*Tu tarea*
Cita completo y sin ningún cambio el texto sobre la vida en la ciudad.

*Texto del documento*
##############################
Renunciar a algo para ganar todos
Me apasionan las ciudades. Amo su diversidad, su compleja y contradictoria realidad, porque es donde se pone a prueba la expresión más humana de nuestra capacidad de relación. Todas las urbes son imperfectas. Como aquella Babel primera, representan un esforzado intento colectivo de comunicación y una amenaza constante de confusión y fracaso.
Madrid derrocha energía. Pero el desgaste que sufrimos los ciudadanos es inmenso, intolerable.
Soy urbanita convencida, pero, por mucho que intente imaginarlo, estoy segura de que no sirvo para hacer política. Más de uno pensará que tal y como está el panorama, tener una arquitecta de alcaldesa podría ser como poner las ovejas al cuidado del lobo. Puesta a hacer de lobo, traería malas noticias: hablaría de lo imprescindible, lo necesario y lo superfluo. Si nos paramos a pensar -misión imposible-, resulta que mucho de lo que hoy es indispensable ni siquiera existía ayer. ¿Es ineludible sufrir el privilegio de una hipoteca? ¿Es inevitable convertir al ciudadano en un individuo megalómano, aislado y estúpido? ¿Por qué sacrificar lo esencial, el amor y el conocimiento? ¿Por qué desperdiciar la vida en consumir consumiéndote?
"Se puede vivir con menos, pero nunca está mal disponer de mucho más de lo que se necesita", así manipula la publicidad, sin hablar del verdadero coste de los excesos. Exigimos a la publicidad y a los políticos que falseen la realidad, que nos digan que el sueño loco es posible. Pero, en la ciudad, todos debemos renunciar a algo para ganar todos. La cuestión es a qué renunciamos y a qué precio.
##############################
*Datos*

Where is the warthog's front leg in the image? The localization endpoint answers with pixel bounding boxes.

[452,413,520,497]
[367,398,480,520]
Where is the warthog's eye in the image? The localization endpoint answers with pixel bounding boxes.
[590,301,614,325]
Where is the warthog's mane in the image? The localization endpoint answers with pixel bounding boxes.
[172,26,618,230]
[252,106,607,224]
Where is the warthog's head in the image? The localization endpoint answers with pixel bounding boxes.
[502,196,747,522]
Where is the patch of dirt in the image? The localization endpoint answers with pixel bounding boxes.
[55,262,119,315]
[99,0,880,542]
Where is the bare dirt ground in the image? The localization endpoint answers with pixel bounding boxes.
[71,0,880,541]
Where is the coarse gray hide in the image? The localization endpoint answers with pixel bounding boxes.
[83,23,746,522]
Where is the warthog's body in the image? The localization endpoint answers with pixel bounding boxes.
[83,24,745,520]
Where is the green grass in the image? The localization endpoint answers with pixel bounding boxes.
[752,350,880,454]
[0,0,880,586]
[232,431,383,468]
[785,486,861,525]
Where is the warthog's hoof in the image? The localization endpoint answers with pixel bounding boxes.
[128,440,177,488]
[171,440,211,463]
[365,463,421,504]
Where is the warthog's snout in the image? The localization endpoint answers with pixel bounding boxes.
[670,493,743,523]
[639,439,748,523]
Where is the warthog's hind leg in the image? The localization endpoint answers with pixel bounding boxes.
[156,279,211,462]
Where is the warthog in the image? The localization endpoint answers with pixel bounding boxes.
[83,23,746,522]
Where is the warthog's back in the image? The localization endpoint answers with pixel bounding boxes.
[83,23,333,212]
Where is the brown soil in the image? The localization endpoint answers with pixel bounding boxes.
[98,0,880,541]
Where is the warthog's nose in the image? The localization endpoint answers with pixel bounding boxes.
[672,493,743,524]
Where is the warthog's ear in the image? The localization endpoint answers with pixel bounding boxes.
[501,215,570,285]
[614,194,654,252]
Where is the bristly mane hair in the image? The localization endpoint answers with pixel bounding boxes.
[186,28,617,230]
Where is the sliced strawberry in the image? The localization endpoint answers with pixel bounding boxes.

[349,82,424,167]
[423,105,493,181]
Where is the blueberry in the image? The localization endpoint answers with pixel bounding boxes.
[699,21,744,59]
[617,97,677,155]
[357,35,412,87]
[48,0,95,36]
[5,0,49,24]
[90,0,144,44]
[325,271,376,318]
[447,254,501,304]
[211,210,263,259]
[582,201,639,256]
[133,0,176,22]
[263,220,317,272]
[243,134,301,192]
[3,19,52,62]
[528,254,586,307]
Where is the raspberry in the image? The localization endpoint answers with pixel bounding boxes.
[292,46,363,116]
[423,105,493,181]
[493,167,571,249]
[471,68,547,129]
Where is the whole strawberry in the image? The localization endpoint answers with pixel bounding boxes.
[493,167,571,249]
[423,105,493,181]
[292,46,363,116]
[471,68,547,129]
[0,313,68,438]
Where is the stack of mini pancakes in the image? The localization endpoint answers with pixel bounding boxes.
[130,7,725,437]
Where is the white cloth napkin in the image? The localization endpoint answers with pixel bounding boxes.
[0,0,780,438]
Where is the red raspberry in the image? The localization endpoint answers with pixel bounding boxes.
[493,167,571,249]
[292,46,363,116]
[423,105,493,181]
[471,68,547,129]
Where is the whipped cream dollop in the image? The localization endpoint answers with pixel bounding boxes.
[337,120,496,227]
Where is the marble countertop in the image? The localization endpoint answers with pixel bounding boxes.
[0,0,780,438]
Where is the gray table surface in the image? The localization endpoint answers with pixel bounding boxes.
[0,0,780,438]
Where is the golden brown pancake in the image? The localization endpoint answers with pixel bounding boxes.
##############################
*Respuesta*
Renunciar a algo para ganar todos
Me apasionan las ciudades. Amo su diversidad, su compleja y contradictoria realidad, porque es donde se pone a prueba la expresión más humana de nuestra capacidad de relación. Todas las urbes son imperfectas. Como aquella Babel primera, representan un esforzado intento colectivo de comunicación y una amenaza constante de confusión y fracaso.
Madrid derrocha energía. Pero el desgaste que sufrimos los ciudadanos es inmenso, intolerable.
Soy urbanita convencida, pero, por mucho que intente imaginarlo, estoy segura de que no sirvo para hacer política. Más de uno pensará que tal y como está el panorama, tener una arquitecta de alcaldesa podría ser como poner las ovejas al cuidado del lobo. Puesta a hacer de lobo, traería malas noticias: hablaría de lo imprescindible, lo necesario y lo superfluo. Si nos paramos a pensar -misión imposible-, resulta que mucho de lo que hoy es indispensable ni siquiera existía ayer. ¿Es ineludible sufrir el privilegio de una hipoteca? ¿Es inevitable convertir al ciudadano en un individuo megalómano, aislado y estúpido? ¿Por qué sacrificar lo esencial, el amor y el conocimiento? ¿Por qué desperdiciar la vida en consumir consumiéndote?
"Se puede vivir con menos, pero nunca está mal disponer de mucho más de lo que se necesita", así manipula la publicidad, sin hablar del verdadero coste de los excesos. Exigimos a la publicidad y a los políticos que falseen la realidad, que nos digan que el sueño loco es posible. Pero, en la ciudad, todos debemos renunciar a algo para ganar todos. La cuestión es a qué renunciamos y a qué precio.